Aim :: Pull out every line in the records that contains the word "region". Letter case counts.

[Labeling and segmentation records]
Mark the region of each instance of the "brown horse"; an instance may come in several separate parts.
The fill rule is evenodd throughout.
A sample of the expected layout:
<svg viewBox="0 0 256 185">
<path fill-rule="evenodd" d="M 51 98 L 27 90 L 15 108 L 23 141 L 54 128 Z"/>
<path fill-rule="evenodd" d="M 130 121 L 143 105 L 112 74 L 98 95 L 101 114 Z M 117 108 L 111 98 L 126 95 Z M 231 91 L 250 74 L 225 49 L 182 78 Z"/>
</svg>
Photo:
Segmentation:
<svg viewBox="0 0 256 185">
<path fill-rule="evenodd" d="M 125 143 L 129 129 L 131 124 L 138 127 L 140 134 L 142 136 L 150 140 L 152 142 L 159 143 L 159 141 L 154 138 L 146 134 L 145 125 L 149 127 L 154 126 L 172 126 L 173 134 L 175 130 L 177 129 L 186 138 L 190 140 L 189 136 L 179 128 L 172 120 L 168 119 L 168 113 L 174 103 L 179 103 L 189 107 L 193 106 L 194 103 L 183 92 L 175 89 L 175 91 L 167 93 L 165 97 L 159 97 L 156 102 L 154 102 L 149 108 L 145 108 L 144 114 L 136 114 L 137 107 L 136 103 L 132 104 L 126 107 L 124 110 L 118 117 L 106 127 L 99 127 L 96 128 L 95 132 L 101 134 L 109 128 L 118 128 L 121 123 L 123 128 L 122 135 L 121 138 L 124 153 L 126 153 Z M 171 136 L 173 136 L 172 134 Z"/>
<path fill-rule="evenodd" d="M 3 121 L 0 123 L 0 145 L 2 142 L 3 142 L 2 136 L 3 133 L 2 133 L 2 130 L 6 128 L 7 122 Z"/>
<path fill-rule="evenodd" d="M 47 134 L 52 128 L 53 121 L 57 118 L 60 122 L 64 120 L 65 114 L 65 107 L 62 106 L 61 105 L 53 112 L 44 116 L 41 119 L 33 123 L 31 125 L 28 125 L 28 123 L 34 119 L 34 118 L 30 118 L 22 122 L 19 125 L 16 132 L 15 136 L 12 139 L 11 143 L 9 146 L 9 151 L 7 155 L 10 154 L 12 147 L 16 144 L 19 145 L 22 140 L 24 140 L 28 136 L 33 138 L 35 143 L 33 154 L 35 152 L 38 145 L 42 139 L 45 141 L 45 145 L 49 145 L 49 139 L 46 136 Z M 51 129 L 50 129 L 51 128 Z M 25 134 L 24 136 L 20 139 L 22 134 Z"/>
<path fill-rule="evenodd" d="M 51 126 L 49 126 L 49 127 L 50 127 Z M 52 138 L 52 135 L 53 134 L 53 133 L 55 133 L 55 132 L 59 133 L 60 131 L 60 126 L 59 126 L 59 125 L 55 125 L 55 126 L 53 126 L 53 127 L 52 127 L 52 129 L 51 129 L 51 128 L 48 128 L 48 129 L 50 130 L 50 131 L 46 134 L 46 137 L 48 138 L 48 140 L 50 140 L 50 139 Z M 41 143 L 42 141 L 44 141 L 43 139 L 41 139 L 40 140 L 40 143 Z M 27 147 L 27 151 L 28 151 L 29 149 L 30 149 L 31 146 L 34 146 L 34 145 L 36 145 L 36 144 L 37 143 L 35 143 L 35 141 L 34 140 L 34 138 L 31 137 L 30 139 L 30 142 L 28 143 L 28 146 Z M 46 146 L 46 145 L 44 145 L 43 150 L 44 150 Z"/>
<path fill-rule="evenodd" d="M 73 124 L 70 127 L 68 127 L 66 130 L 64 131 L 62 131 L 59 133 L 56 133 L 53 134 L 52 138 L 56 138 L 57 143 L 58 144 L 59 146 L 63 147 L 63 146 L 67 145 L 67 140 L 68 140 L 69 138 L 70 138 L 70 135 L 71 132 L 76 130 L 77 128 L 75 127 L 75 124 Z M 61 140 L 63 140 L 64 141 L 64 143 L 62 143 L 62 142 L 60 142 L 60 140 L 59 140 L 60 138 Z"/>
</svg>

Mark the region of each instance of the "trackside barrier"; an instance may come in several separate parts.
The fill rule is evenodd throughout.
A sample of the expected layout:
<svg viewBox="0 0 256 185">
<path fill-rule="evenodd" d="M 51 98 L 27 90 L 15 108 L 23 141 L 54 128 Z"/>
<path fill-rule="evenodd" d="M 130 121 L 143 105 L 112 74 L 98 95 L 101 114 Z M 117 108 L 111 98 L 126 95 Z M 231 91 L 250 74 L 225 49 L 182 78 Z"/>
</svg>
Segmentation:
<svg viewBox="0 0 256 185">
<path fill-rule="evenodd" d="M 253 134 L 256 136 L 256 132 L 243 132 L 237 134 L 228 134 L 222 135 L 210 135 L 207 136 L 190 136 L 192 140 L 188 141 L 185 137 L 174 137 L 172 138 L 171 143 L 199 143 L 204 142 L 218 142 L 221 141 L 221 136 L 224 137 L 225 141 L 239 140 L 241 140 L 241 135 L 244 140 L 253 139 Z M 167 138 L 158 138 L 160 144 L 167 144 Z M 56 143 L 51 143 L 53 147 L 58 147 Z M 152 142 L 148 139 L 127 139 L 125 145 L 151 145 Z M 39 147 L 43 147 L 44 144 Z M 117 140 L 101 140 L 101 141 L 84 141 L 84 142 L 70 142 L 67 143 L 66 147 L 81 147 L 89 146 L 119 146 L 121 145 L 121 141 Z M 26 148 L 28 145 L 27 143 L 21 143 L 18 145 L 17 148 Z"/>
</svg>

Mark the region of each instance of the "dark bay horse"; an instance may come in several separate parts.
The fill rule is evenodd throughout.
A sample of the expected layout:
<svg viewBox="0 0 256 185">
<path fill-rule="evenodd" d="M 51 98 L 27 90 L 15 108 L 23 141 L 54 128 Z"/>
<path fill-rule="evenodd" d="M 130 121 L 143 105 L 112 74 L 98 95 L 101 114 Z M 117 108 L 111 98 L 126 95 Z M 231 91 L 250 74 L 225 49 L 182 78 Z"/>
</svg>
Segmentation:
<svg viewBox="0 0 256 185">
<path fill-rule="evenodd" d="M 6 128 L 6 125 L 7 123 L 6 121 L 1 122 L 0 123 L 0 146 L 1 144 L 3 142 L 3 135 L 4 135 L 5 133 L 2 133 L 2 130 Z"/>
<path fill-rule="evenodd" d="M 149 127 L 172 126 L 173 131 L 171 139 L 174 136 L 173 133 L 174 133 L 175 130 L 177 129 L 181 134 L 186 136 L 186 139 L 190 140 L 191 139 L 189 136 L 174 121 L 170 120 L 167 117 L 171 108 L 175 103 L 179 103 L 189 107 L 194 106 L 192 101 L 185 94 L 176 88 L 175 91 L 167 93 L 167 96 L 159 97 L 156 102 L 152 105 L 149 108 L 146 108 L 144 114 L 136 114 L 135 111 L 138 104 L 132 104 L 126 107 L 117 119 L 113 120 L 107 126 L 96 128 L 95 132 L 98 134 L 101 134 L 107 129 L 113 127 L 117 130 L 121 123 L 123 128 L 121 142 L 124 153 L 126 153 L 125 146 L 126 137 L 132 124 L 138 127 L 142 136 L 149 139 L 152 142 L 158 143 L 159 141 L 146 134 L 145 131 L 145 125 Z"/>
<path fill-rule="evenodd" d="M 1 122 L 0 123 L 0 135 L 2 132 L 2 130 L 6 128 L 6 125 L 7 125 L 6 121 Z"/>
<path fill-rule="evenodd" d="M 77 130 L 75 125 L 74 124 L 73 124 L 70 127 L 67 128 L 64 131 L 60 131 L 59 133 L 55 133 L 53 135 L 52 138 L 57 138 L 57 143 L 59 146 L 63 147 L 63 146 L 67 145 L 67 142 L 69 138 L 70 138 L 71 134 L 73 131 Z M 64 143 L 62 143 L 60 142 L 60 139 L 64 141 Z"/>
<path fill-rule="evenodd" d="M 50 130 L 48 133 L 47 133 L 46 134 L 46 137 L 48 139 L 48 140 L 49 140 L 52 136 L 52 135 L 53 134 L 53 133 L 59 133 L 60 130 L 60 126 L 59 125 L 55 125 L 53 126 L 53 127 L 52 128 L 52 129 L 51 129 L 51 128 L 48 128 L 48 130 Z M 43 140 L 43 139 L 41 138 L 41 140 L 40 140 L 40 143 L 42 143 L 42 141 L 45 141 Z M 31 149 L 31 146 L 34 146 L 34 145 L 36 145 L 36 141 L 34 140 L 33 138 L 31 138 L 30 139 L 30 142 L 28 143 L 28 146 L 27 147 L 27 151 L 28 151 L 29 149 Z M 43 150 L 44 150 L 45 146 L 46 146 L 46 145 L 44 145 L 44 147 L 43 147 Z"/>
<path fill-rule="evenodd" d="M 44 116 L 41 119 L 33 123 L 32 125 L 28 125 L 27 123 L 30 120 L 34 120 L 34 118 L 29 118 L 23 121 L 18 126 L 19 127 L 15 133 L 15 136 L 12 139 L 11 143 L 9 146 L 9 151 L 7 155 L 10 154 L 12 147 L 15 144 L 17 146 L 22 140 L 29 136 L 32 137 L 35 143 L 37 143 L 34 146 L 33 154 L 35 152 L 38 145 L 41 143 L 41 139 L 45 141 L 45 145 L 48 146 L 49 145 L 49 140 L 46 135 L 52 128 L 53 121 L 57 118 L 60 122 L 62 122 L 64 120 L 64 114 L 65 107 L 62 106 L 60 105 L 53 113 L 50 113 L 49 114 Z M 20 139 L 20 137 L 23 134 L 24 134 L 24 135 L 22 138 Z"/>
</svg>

Task result ::
Mark the region of each instance of the "brown horse"; an instance may come in several separate parts.
Mark the region of each instance of the "trackside barrier"; an instance may come in several separate parts.
Mark the region of each instance of the "dark bay horse"; an instance may come in several separate parts.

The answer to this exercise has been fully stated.